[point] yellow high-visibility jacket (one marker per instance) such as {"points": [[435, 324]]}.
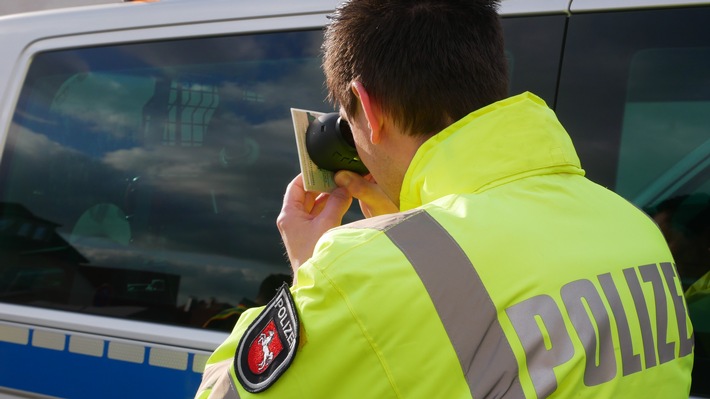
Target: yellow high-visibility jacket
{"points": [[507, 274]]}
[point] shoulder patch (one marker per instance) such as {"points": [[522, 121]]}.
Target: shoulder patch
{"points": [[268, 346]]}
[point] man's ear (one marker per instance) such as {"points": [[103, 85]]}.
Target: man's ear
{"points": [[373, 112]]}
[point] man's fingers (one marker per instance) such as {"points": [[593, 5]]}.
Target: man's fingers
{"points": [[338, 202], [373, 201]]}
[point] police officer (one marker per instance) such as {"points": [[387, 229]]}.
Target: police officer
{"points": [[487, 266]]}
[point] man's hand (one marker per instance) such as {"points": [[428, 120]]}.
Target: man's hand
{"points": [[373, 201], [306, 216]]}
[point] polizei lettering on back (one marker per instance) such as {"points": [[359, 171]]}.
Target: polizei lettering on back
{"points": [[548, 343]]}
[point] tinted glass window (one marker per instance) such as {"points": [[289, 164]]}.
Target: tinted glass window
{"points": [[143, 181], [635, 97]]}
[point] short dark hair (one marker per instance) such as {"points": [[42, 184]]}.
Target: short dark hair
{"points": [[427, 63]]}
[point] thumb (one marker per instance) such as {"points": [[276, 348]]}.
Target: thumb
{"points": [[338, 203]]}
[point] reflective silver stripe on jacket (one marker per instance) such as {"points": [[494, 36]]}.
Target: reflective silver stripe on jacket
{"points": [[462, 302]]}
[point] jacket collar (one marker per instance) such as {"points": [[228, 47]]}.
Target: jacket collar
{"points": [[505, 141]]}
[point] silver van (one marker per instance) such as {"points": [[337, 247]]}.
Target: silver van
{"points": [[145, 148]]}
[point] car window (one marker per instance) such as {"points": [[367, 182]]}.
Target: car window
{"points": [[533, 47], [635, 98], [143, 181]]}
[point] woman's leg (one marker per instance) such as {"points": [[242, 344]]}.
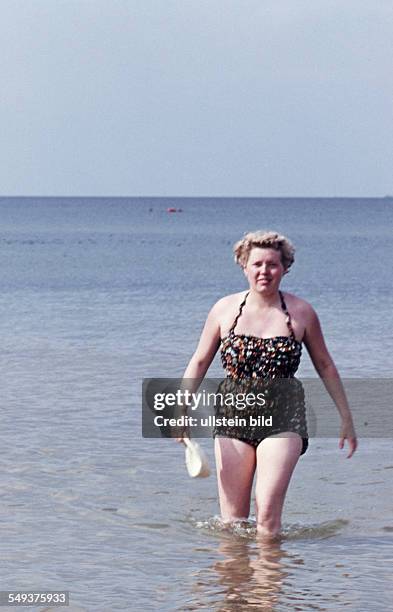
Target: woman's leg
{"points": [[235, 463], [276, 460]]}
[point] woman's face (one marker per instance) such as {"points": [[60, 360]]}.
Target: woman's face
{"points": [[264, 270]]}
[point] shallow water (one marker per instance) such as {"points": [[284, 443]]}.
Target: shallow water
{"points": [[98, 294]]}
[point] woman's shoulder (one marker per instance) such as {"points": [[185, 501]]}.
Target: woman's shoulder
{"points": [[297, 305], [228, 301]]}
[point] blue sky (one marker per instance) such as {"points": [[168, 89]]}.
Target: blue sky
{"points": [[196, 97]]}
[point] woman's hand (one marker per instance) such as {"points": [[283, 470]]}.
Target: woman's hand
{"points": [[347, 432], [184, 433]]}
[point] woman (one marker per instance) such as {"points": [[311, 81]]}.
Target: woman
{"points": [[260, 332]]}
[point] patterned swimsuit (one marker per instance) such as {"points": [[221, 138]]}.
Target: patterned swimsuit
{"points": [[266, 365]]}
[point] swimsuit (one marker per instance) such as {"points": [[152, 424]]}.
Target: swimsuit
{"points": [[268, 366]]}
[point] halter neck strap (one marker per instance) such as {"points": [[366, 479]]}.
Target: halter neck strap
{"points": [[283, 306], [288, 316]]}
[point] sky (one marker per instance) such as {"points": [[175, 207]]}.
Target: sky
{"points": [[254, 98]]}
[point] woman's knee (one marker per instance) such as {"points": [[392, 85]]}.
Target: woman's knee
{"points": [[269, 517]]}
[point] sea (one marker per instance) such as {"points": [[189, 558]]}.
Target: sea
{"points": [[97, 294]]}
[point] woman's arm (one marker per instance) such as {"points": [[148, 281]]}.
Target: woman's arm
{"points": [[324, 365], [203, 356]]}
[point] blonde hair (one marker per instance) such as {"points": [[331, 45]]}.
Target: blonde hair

## EXERCISE REQUIREMENTS
Rewrite all of the records above with every "swimsuit" changed to "bathing suit" and nothing else altered. Leave the pictures out.

## FULL ANSWER
[point] yellow high-visibility jacket (one marker per instance) such as {"points": [[435, 324]]}.
Target: yellow high-visibility jacket
{"points": [[507, 274]]}
[point] shoulder patch (one marker per instance) such as {"points": [[522, 121]]}.
Target: shoulder patch
{"points": [[268, 346]]}
[point] man's ear (one marker per instance) such as {"points": [[103, 85]]}.
Target: man's ear
{"points": [[373, 112]]}
[point] man's fingers (one marker per instance) such as {"points": [[593, 5]]}.
Target: man's fingers
{"points": [[338, 202], [373, 201]]}
[point] police officer (one marker per instance) such as {"points": [[387, 229]]}.
Target: police officer
{"points": [[487, 266]]}
[point] man's hand (one marker per instance) such as {"points": [[428, 120]]}.
Target: man's hand
{"points": [[373, 201], [306, 216]]}
[point] polizei lettering on back (one marker per instance) such as {"points": [[359, 171]]}.
Target: polizei lettering on back
{"points": [[548, 343]]}
[point] tinted glass window (one marker per instance) such as {"points": [[289, 164]]}.
Target: tinted glass window
{"points": [[143, 181], [635, 97]]}
[point] short dark hair (one marker per instance) such as {"points": [[42, 184]]}.
Target: short dark hair
{"points": [[427, 63]]}
[point] thumb (one marker per instance) such as {"points": [[276, 348]]}.
Target: thumb
{"points": [[338, 203]]}
[point] reflective silver stripe on jacket (one marker per instance) such as {"points": [[494, 36]]}.
Target: reflective silver stripe on jacket
{"points": [[462, 302]]}
[point] jacket collar (one marker per instance) such as {"points": [[228, 47]]}.
Target: jacket collar
{"points": [[505, 141]]}
[point] silver van (one marker per instance) such as {"points": [[337, 247]]}.
Target: silver van
{"points": [[145, 148]]}
[point] car window (one marker per instance) such as {"points": [[367, 182]]}.
Target: car window
{"points": [[533, 47], [635, 98], [143, 181]]}
[point] woman's leg (one marker per instance) such as {"points": [[242, 344]]}.
Target: woman's leg
{"points": [[235, 463], [276, 460]]}
[point] woman's face (one marker per instance) such as {"points": [[60, 360]]}.
Target: woman's face
{"points": [[264, 270]]}
[point] shallow water (one marker per instance) such as {"points": [[284, 443]]}.
Target: shallow water
{"points": [[98, 294]]}
[point] woman's shoulder (one marker per instance) such as {"points": [[185, 501]]}.
Target: woman's shoulder
{"points": [[297, 305], [228, 301]]}
[point] blue sky (one marker per instance) such as {"points": [[168, 89]]}.
Target: blue sky
{"points": [[196, 97]]}
[point] woman's hand (one marker per instance) such as {"points": [[283, 470]]}.
Target: woman's hand
{"points": [[347, 432], [184, 433]]}
[point] woman (one marker per instance) such as {"points": [[311, 81]]}.
Target: woman
{"points": [[260, 332]]}
[point] patterned bathing suit (one marker per instance) such as {"points": [[221, 138]]}.
Target: patterned bathing suit
{"points": [[266, 365]]}
[point] bathing suit (one marker per instance) such as {"points": [[152, 424]]}.
Target: bathing suit
{"points": [[268, 366]]}
[point] halter neck strap (one marker per instance) such as {"points": [[366, 479]]}.
Target: halter neck strap
{"points": [[283, 306], [288, 316]]}
[point] sky (one marker per instance) such as {"points": [[175, 207]]}.
Target: sky
{"points": [[254, 98]]}
[point] woman's knee (one marker per instance) such as {"points": [[392, 85]]}.
Target: woman's knee
{"points": [[269, 517]]}
[point] sea (one marker per instance) such as {"points": [[189, 558]]}.
Target: sea
{"points": [[97, 294]]}
[point] woman's arm (one marker per instance) such as {"points": [[148, 281]]}.
Target: woman's arm
{"points": [[324, 365], [203, 356]]}
[point] blonde hair (one marker per instance) such as {"points": [[331, 45]]}.
Target: blonde hair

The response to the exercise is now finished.